Coordinate labeling data.
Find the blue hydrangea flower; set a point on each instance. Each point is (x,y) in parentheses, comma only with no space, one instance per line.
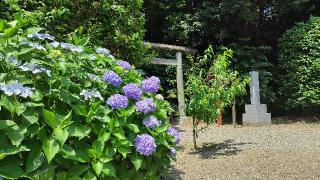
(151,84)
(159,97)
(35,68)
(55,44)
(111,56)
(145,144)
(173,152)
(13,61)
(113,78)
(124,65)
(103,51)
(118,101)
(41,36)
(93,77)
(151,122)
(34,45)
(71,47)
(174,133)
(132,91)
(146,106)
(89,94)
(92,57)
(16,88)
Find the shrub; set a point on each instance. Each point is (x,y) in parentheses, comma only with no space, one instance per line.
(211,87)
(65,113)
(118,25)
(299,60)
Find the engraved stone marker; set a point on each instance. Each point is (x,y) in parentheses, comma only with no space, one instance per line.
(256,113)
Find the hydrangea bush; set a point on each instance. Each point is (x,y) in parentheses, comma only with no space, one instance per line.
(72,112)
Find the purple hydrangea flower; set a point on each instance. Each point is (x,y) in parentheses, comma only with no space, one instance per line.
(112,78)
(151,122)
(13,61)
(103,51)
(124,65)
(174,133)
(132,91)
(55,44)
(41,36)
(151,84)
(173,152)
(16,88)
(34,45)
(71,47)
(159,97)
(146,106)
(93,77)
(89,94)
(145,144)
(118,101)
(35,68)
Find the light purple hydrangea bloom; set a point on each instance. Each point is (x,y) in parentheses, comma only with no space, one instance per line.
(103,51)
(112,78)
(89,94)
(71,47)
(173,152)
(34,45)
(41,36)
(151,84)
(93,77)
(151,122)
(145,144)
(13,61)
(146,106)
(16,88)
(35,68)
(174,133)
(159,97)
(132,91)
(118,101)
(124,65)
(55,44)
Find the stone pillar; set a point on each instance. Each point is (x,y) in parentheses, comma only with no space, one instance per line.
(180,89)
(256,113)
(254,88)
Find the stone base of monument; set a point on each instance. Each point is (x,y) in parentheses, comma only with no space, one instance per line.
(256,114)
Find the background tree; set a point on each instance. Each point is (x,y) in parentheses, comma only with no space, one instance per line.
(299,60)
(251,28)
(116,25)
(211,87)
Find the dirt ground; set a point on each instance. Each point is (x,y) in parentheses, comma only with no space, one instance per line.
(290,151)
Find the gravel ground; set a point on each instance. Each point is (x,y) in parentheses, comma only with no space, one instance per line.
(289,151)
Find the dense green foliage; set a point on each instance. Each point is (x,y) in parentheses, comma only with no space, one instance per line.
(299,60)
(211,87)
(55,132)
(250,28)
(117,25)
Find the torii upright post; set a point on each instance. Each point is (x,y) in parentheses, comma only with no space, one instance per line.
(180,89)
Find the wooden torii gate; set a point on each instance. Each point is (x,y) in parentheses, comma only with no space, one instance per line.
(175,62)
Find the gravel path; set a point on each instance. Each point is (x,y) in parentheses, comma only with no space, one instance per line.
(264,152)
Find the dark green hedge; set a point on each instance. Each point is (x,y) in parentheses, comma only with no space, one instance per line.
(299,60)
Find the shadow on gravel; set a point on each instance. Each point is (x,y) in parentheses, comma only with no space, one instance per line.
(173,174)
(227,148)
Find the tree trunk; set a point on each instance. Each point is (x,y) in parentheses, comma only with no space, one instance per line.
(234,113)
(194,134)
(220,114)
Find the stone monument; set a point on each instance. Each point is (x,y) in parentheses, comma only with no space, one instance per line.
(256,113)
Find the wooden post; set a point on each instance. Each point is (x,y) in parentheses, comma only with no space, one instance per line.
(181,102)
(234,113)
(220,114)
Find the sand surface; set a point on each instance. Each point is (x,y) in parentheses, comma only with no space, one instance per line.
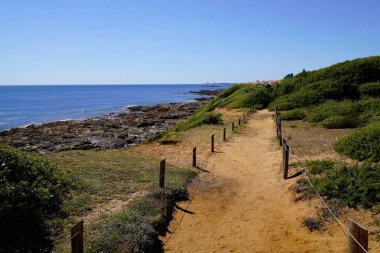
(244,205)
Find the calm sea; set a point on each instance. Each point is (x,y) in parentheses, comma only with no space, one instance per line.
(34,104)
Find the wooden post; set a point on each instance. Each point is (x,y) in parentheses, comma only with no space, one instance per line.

EXERCISE GOAL. Make a verbatim copy of all the entries and strip out the pictures.

COMPLETED EXERCISE.
Find the blue hydrangea flower; set a point on each instance. Each point is (x,y) in parentheses, comma only with no space, one instance per line.
(151,84)
(159,97)
(35,68)
(55,44)
(111,56)
(145,144)
(173,152)
(13,61)
(113,78)
(124,65)
(103,51)
(118,101)
(41,36)
(93,77)
(151,122)
(34,45)
(71,47)
(174,133)
(132,91)
(146,106)
(89,94)
(92,57)
(16,88)
Find the shrub; set a point on each instance. Each point is (x,y) in parentheses, comma only with no space, one instance per line.
(211,87)
(65,113)
(118,25)
(299,60)
Find the engraved stone marker; set a point on each instance. Each point is (x,y) in parentheses, comma only with no space, one instance per line.
(256,113)
Find the hydrangea bush; set a point on each instance. Each point is (x,y) in parentheses, comma only with no space, one instance per line.
(72,112)
Find the purple hydrangea flower; set a point on each instance. Each point is (x,y) in parentheses, comma only with no space, one instance per line.
(112,78)
(151,122)
(13,61)
(103,51)
(124,65)
(174,133)
(132,91)
(55,44)
(41,36)
(151,84)
(173,152)
(16,88)
(34,45)
(71,47)
(159,97)
(146,106)
(93,77)
(89,94)
(145,144)
(118,101)
(35,68)
Find the light purple hydrangea bloom; set a point on each instance. Each point is (x,y) in parentheses, comma only with no space, one instance per line.
(103,51)
(112,78)
(89,94)
(71,47)
(173,152)
(34,45)
(41,36)
(151,84)
(93,77)
(151,122)
(145,144)
(13,61)
(146,106)
(16,88)
(35,68)
(174,133)
(159,97)
(132,91)
(118,101)
(124,65)
(55,44)
Find the stone pillar; set a point on each instance. Each point is (x,y) in parentheses, comma only with no space, one instance per line.
(180,89)
(256,113)
(254,88)
Find the stone base of monument; set a point on each instance. Each point is (x,y) in parentheses, comma only with no space, one instance per line.
(256,114)
Find the background tree; set a point on each instance. Each point is (x,y) in parentheses, comma only with no space, one instance per line.
(299,60)
(251,28)
(116,25)
(211,87)
Find the dirt ground; set a point on each instance. Each point is (x,y) in parentheses, comma only with no space, one instance per line.
(290,151)
Find the gravel ground; set a point on each instance. Each point is (x,y) in parentheses, comma only with no space, one instance per line.
(289,151)
Find the dense green foliage; set a point on each instance. Each point is (x,y) in parentheses, comma only with no space, one instance per line.
(299,60)
(211,87)
(55,132)
(250,28)
(117,25)
Find the torii upright post; set a point on each instance. Each point is (x,y) in parentheses, comma only with no space, one instance per line.
(180,89)
Find the wooden torii gate; set a point on each instance. Each point is (x,y) in parentheses, comma only with no space, one instance per line.
(175,62)
Find the gravel path; set a point on each instance. Each point is (x,y) in parentheses, comma only with no space, one instance per line.
(264,152)
Find the dark green hedge; set a point on each instance. Each point is (x,y) in parentheses, comma only with no space, one instance per line.
(299,60)
Find the shadow on gravel; set a point on each instance. Each point is (x,y) in parentheses, comma only with no space, one instance per line.
(173,174)
(227,148)
Find the tree trunk; set a point on each instance. Each point is (x,y) in parentheses, comma only with no space, one instance per line.
(234,113)
(194,134)
(220,114)
Find the stone monument; set a point on each instance. Each point is (x,y) in parentheses, comma only with no space, one instance per line.
(256,113)
Find the wooden post; set a point on each instance. Each point is (x,y) in parentheses, comma only with no space, one instance per line.
(181,102)
(234,113)
(220,114)
Find the sand surface; set a point on each instance. Each point is (x,y) in parentheses, comma only with no space, one instance per line.
(244,205)
Find the calm sea; set a point on each instance. Each point is (x,y) in parentheses, comma only with no space, one instance per line.
(34,104)
Find the wooden post; set a point on each instance. Each point is (x,y) in parentheses, comma only with no space, one instance per line.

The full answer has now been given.